** Opening Source data block **

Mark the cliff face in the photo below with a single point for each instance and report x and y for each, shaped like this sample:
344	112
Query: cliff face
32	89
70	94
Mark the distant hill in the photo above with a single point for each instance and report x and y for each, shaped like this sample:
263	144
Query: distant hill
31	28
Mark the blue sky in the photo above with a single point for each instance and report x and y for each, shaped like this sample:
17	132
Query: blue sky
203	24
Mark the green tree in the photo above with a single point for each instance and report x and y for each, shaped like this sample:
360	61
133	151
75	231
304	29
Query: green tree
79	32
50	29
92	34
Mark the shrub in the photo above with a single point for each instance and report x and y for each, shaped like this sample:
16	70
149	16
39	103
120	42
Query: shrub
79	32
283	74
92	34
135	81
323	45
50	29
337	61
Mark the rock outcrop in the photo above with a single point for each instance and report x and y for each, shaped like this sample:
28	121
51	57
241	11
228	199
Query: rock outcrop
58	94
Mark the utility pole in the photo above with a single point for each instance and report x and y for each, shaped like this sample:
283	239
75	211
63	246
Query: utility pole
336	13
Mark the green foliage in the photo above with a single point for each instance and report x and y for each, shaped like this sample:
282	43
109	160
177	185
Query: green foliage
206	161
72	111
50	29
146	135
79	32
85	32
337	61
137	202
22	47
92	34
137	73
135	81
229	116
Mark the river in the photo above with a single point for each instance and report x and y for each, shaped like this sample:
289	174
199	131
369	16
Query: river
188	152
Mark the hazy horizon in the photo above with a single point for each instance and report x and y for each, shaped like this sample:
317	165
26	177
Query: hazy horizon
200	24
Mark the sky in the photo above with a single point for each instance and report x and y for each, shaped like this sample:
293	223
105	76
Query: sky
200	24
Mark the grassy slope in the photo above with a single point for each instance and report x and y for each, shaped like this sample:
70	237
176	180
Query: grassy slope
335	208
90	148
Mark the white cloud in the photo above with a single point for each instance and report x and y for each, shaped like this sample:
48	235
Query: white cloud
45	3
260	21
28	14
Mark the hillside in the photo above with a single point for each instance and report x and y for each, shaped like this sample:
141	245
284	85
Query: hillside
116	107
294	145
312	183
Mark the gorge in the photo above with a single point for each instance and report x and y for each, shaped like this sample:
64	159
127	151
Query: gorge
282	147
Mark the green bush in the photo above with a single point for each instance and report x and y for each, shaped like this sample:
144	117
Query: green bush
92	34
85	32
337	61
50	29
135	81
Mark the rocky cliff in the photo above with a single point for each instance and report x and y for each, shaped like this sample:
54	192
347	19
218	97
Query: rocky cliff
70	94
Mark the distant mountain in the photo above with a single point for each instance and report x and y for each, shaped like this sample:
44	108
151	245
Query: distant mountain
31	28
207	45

** Closing Source data block **

» Problem to solve
Please repeat each line from the one with "Query: white cloud" through the last line of the data above, and add nothing.

» Solution to the problem
Query: white cloud
45	3
260	21
28	14
Mark the hillside in the photo above with a single point for each instance and report x and y for each, shaped like this sample:
141	245
284	85
Query: hillside
116	107
294	145
312	183
Mark the gorge in the photo above with a single point for each instance and report x and y for each, shaped like this sample:
64	159
127	151
Query: gorge
282	147
Mark the green bush in the photo above with a single point for each instance and report x and y for each, shaped like this sample:
144	117
Query: green bush
92	34
85	32
337	61
50	29
135	81
Mark the rocky cliff in the photo above with a single point for each instance and report x and y for each, shaped like this sample:
54	192
347	19
218	97
Query: rocky cliff
70	94
Mark the distant mountain in the photo above with a single point for each instance and report x and y for each, shaped like this sample:
44	108
151	245
Query: distant mountain
31	28
207	45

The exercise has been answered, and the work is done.